## [WORK TO BE COMPLETED]
Your task is to transcribe each record exactly and to omit every image.

## [DATA SHOWN]
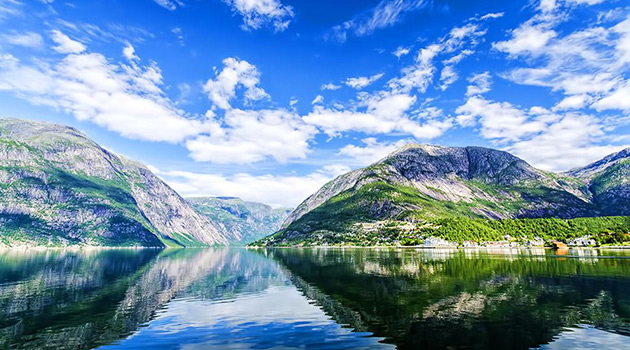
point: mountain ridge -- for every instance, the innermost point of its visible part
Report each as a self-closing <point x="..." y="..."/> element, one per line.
<point x="428" y="183"/>
<point x="244" y="221"/>
<point x="61" y="188"/>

## [SOLUTION TO THIS TASK]
point: mountain ridge -- for every instance, the innermost point of its visible part
Report each as a self-closing <point x="..." y="..."/> element, one per line.
<point x="428" y="183"/>
<point x="244" y="221"/>
<point x="61" y="188"/>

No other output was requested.